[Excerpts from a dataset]
┏━━

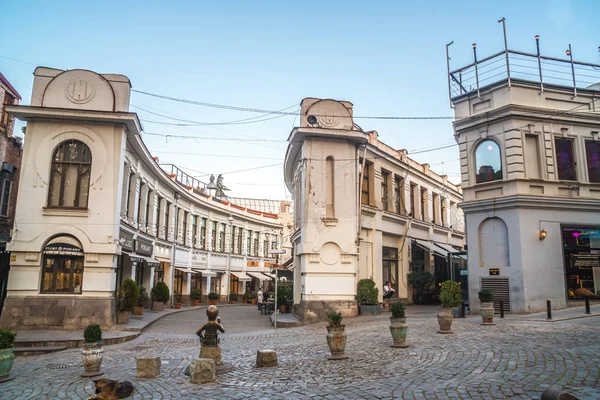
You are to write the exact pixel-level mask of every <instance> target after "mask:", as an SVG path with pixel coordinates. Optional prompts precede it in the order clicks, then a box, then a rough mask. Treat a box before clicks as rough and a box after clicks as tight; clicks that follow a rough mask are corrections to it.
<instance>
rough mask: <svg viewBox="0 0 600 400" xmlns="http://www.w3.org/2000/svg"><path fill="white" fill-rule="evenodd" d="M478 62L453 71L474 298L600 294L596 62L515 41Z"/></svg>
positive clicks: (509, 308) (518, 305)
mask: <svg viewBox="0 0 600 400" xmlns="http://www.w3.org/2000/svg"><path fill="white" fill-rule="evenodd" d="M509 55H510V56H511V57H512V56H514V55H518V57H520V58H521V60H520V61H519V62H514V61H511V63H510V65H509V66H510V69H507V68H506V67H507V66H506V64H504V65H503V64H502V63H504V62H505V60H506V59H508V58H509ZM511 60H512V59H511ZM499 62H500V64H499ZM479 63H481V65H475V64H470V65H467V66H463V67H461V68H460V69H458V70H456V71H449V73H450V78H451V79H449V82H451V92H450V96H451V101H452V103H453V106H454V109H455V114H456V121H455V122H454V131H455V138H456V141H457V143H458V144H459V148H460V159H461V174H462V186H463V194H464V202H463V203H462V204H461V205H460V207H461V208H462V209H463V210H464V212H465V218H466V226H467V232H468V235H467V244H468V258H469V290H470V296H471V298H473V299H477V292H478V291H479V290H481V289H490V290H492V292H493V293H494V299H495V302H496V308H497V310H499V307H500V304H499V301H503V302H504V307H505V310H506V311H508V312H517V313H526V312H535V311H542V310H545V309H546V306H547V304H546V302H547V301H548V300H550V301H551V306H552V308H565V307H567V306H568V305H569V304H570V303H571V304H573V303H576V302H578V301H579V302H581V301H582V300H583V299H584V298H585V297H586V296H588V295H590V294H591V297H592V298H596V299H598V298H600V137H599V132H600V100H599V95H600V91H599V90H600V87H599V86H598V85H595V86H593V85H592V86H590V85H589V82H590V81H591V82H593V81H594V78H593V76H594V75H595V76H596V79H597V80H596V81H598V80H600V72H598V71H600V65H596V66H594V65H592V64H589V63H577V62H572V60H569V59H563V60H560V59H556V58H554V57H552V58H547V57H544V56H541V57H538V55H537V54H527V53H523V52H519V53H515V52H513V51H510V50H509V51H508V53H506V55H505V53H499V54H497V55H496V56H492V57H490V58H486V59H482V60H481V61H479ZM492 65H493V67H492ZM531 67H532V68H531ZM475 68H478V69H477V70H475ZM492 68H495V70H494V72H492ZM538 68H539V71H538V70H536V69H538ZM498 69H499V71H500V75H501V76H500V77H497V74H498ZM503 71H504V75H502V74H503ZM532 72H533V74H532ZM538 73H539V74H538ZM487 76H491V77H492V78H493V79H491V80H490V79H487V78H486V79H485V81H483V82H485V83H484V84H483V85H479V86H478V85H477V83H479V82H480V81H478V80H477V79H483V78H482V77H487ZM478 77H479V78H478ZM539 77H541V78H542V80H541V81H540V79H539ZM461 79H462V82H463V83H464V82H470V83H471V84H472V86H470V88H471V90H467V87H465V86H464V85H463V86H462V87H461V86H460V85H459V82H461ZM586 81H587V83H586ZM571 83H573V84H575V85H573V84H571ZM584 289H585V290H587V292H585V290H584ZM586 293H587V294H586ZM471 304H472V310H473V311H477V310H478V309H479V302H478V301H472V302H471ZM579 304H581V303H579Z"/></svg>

┗━━

▶ What is being asked
Return every line of the data above verbatim, omitting the pictures.

▶ Result
You are to write the exact pixel-level mask of every <instance> target after "mask:", as an SVG path with pixel coordinates. Optional prompts precede it in the order clicks, then a box, then a rough mask. Treat a box before clicks as rough and a box after clicks as tight; clicks that follow a rough mask are corrections to it.
<instance>
rough mask: <svg viewBox="0 0 600 400" xmlns="http://www.w3.org/2000/svg"><path fill="white" fill-rule="evenodd" d="M478 62L453 71L474 298L600 294L596 62L515 41Z"/></svg>
positive clicks: (509, 308) (518, 305)
mask: <svg viewBox="0 0 600 400" xmlns="http://www.w3.org/2000/svg"><path fill="white" fill-rule="evenodd" d="M509 55H510V56H511V57H512V56H514V55H518V57H520V58H521V60H520V61H519V62H514V61H511V63H510V65H509V66H510V69H507V68H506V67H507V66H506V64H504V65H503V64H502V63H504V62H505V60H506V59H508V58H509ZM511 60H512V59H511ZM499 62H500V64H499ZM479 63H481V65H475V64H470V65H467V66H463V67H461V68H460V69H458V70H456V71H449V73H450V78H451V79H449V82H451V92H450V96H451V101H452V103H453V106H454V109H455V114H456V121H455V122H454V131H455V138H456V141H457V143H458V144H459V148H460V159H461V174H462V186H463V194H464V202H463V203H462V204H461V205H460V207H461V208H462V209H463V210H464V212H465V218H466V226H467V232H468V235H467V244H468V258H469V290H470V296H471V298H473V299H477V292H478V291H479V290H481V289H490V290H492V292H493V293H494V299H495V302H496V308H497V310H499V307H500V304H499V301H503V302H504V307H505V310H506V311H508V312H517V313H526V312H535V311H542V310H545V309H546V306H547V304H546V302H547V301H548V300H550V301H551V306H552V308H565V307H567V306H568V305H569V304H570V303H571V304H573V303H576V302H578V301H579V302H581V301H582V300H583V299H584V298H585V297H586V296H588V295H590V294H591V297H592V298H596V299H598V298H600V137H599V132H600V100H599V95H600V91H599V90H600V87H599V86H598V85H595V86H593V85H592V86H590V85H589V82H590V81H591V82H593V81H594V78H593V76H594V75H595V76H596V79H597V80H596V81H598V80H600V72H598V71H600V65H596V66H594V65H592V64H589V63H577V62H572V60H569V59H563V60H560V59H556V58H554V57H552V58H547V57H544V56H541V57H538V55H537V54H527V53H523V52H519V53H515V52H513V51H510V50H509V51H508V53H506V55H505V53H499V54H497V55H496V56H492V57H490V58H486V59H482V60H481V61H479ZM492 65H493V67H492ZM531 67H532V68H531ZM475 68H478V69H477V70H475ZM492 68H495V70H494V72H492ZM538 68H539V71H538V70H536V69H538ZM498 69H499V71H500V75H501V76H500V77H497V74H498ZM503 71H504V75H502V74H503ZM532 72H533V74H532ZM538 73H539V74H538ZM487 76H491V77H492V78H493V79H491V80H490V79H487V78H486V79H485V81H483V82H485V83H484V84H483V85H479V86H478V85H477V83H479V82H480V81H478V80H477V79H483V78H482V77H487ZM478 77H479V78H478ZM539 77H541V78H542V80H541V81H540V79H539ZM461 79H462V82H463V83H464V82H470V83H471V84H472V86H470V88H471V90H467V87H465V86H464V85H463V86H462V87H461V86H460V85H459V82H461ZM586 81H587V83H586ZM571 83H573V84H575V85H573V84H571ZM584 289H585V290H587V292H585V290H584ZM586 293H587V294H586ZM471 304H472V310H473V311H477V310H478V309H479V302H478V301H472V302H471ZM579 304H581V303H579Z"/></svg>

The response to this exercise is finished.